Sepertinya Kubu Prabowo Demen Pakai Jurus Politics of Fear

Sepertinya Kubu Prabowo Demen Pakai Jurus Politics of Fear
Prabowo Subianto - Sandiaga S Uno. Ilustrasi: Jawa Pos/JPNN.com

jpnn.com, JAKARTA - Pengamat politik Afriadi Rosdi mengaku miris menyaksikan model kampanye Pemilihan Presiden (Pilpres) 2019. Sebab, terlalu banyak fitnah, kampanye hitam (black campaign) dan politisasi suku, agama, ras dan antar-golongan (SARA).

"Ajang kampanye yang seharusnya dipergunakan untuk mendidik dan mencerdaskan, malah dipergunakan untuk membodohi pemilih," ujar Afriadi kepada JPNN, Selasa (18/12).

Ketua Pusat Kajian Literasi Media itu menuturkan, pada masa kampanye Pilpres 2019 pemilih terkesan disuguhi hal-hal yang bersifat destruktif dan menganggu keharmonisan berbangsa. Sebagai contoh, muncul spanduk bertuliskan #JKWBersamaPKI di bilangan Tanah Abang, Jakarta Pusat beberapa waktu lalu.

"Ini  permainan politik populisme. Politikus populis memproduksi konten-konten kampanye mengikuti arus maunya masyarakat. Hampir tak ada tujuan mencerdaskan masyarakat dalam hal ini," ucapnya.

Cuplikan dataset tentang penunjukan objek
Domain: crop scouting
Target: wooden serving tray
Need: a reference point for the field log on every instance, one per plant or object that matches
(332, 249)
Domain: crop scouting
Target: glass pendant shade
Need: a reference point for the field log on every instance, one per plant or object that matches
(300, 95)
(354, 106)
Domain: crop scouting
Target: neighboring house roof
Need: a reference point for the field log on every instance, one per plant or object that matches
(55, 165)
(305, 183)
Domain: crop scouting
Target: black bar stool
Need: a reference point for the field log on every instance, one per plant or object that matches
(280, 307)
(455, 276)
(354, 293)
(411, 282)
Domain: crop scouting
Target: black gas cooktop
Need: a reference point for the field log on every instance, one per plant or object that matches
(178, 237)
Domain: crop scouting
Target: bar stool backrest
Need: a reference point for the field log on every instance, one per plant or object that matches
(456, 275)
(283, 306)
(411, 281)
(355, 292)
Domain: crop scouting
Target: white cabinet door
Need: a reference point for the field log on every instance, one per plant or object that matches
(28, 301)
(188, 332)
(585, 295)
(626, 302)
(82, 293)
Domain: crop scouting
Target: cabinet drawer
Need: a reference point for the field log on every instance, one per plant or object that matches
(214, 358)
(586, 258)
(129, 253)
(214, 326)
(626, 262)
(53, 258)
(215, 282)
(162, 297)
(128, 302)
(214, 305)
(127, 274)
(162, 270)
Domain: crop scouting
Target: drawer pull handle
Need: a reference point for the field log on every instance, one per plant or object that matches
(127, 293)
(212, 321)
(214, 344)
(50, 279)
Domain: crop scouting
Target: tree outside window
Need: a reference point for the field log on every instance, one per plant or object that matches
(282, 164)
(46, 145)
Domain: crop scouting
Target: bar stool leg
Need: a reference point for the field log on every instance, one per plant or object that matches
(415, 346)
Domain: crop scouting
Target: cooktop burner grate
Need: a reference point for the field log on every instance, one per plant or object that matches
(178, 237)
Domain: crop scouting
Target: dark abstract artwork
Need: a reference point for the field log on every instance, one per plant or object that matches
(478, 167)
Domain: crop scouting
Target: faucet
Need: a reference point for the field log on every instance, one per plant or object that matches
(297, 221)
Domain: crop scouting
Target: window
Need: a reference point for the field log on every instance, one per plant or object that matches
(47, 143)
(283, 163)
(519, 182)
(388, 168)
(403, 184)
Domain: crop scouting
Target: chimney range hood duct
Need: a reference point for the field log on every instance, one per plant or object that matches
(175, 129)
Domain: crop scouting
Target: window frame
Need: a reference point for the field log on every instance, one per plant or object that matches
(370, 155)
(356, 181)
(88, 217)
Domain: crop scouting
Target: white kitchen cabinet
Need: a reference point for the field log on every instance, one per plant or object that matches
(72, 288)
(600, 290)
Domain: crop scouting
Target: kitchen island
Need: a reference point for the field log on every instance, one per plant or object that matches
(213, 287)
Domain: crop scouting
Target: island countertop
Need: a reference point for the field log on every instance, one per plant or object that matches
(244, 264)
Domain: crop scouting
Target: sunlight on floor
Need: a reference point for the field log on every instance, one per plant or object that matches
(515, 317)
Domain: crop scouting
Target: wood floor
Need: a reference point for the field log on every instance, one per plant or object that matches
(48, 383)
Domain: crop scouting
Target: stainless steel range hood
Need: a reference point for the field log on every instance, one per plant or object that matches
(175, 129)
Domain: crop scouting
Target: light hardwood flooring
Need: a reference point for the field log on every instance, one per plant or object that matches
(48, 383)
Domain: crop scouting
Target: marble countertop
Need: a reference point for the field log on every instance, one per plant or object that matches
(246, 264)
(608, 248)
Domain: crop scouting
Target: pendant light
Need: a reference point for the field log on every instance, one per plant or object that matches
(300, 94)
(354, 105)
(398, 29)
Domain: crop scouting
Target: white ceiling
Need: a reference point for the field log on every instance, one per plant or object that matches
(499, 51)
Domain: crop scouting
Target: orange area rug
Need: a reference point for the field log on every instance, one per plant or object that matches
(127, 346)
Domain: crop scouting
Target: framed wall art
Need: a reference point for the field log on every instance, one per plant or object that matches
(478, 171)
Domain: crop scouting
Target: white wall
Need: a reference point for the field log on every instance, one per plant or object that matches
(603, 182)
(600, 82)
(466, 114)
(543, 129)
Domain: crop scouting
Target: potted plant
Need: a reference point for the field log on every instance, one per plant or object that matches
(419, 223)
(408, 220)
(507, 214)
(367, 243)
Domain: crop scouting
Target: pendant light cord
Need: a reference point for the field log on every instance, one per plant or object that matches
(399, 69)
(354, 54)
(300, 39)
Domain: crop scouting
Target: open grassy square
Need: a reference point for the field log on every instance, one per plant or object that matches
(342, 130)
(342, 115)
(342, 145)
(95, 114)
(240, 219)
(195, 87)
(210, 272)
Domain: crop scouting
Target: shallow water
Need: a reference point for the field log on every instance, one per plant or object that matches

▶ TUJUAN LATIHAN
Tulis lanjutan berita tentang kampanye Pilpres 2019 itu, mulai setelah kalimat terakhir yang ditampilkan. Data di atas diambil dari sumber yang berbeda.

▶ JAWABAN
Afriadi mengaku menangkap kesan kubu Prabowo Subianto -Sandiaga Uno memilih jurus populisme itu dalam kampanye Pilpres 2019 ini. Menurutnya, fokus kampanye kubu pasangan calon presiden nomor urut 02 itu masih seputar isu-isu yang menjadi kegemaran dan tuntutan segmen pemilih yang mereka sasar seperti SARA dan ketidakpuasan publik di bidang ekonomi dengan menggunakan jurus politics of fear atau politik ketakutan.

Indikasinya adalah menggembar-gemborkan isu ekonomi makin sulit, hidup makin susah, perekonomian nasional dijajah asing dan aseng, hingga pribumi semakin terpinggirkan dari sumber-sumber penghidupan. "Dari catatan saya, hingga Desember ini ketakutan-ketakutan masyarakat berkaitan dengan aspek ekonomi diangkat secara intensif," ucapnya.

Di beberapa negara, kata Afriadi, penggunaan isu populisme kanan dengan bumbu politics of fear terbukti efektif. “Seperti terjadi di Amerika Serikat, Brasil dan Brexit. Tapi kisah gagalnya juga banyak, seperti terjadi di Perancis, Belanda dan Swedia," tuturnya.

Khusus untuk Indonesia, Afriadi mengaku masih meraba-raba apakah pola tersebut akan berhasil atau tidak. Pasalnya pola itu sukses saat Pilkada DKI meski gagal di Pilkada Jawa Barat.

Pengamat politik Afriadi Rosdi mengatakan, terlalu banyak fitnah, kampanye hitam (black campaign) dan politisasi SARA dalam Pilpres 2019.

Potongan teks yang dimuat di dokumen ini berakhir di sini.